If you buy, then you could probably do better by $500 or more on the price, but with the cheap lease MF (0.00014 on the VP and EX) why would you?
Is everyone here sure about the Money Factor being 0.00014. I am in NJ and was quoted a MF of 0.000300. That would be a reduction in payment of about 10 bucks. Is this number confirmed??
If it is $1,000 under invoice including all dealer fees (doc, prep, etc) then that sounds decent. I didn't shop EX-L models so I have no idea how cheap I could get one, but I got a good bit more under invoice on a VP 2WD.
I would skip the down payment and maybe even roll the bank fee and stuff into the lease. Just pay first payment and maybe first and tags and signing. They are letting you lease this at 0.72% effective interest. Where else can you borrow money so cheap (well, an EX or VP would be 0.33%) ? Pay as little as possible and let Honda tote the note for you. At this interest rate it will cost you almost nothing in interest to roll it it. Put the $2k in the bank and draw upon it if needed to help make the payment each month, if needed. If not needed, then you will have an extra $2k to use down the road.

══════

== Short problem A ==
Copy the lease discussion from "If it is $1,000" up to and including "down the road.".

Stored data:
══════

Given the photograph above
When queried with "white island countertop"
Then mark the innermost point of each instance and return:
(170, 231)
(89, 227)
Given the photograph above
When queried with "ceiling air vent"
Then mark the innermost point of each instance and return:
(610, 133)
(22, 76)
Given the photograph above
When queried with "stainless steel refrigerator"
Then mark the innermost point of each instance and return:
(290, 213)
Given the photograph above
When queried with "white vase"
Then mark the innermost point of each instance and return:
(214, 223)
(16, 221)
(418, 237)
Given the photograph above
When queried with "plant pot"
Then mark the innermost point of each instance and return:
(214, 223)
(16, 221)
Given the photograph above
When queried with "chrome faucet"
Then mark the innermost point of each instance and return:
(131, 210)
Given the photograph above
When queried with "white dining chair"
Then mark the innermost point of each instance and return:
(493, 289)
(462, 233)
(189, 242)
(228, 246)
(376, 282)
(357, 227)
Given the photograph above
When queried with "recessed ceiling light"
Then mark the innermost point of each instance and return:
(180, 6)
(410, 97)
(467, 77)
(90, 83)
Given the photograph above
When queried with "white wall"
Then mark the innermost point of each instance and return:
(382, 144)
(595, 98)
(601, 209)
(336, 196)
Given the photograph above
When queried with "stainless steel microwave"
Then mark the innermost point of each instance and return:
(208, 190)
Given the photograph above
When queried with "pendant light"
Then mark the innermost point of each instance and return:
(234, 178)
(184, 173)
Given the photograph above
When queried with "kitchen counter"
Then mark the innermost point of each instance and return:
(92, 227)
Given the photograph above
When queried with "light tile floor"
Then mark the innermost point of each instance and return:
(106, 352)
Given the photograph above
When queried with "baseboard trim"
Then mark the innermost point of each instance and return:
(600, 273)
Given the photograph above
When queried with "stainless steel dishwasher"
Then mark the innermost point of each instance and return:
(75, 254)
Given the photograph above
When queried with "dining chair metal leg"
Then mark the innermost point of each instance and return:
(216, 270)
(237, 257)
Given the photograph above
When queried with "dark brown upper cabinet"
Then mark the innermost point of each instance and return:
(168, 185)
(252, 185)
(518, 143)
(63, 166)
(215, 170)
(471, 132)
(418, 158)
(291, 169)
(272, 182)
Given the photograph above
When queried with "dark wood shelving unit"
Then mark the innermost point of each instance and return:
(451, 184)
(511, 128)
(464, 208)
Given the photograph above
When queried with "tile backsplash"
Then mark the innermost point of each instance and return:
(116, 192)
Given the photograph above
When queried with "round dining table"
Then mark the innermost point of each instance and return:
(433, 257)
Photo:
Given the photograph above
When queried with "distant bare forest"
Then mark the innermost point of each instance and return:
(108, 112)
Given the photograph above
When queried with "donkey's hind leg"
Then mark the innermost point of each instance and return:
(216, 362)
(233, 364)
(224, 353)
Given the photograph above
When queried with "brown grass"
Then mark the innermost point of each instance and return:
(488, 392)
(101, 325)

══════

== Short problem B ==
Identify each line in the records that contains the word "stainless".

== Final result A ==
If it is $1,000 under invoice including all dealer fees (doc, prep, etc) then that sounds decent. I didn't shop EX-L models so I have no idea how cheap I could get one, but I got a good bit more under invoice on a VP 2WD.
I would skip the down payment and maybe even roll the bank fee and stuff into the lease. Just pay first payment and maybe first and tags and signing. They are letting you lease this at 0.72% effective interest. Where else can you borrow money so cheap (well, an EX or VP would be 0.33%) ? Pay as little as possible and let Honda tote the note for you. At this interest rate it will cost you almost nothing in interest to roll it it. Put the $2k in the bank and draw upon it if needed to help make the payment each month, if needed. If not needed, then you will have an extra $2k to use down the road.

== Final result B ==
When queried with "stainless steel refrigerator"
When queried with "stainless steel microwave"
When queried with "stainless steel dishwasher"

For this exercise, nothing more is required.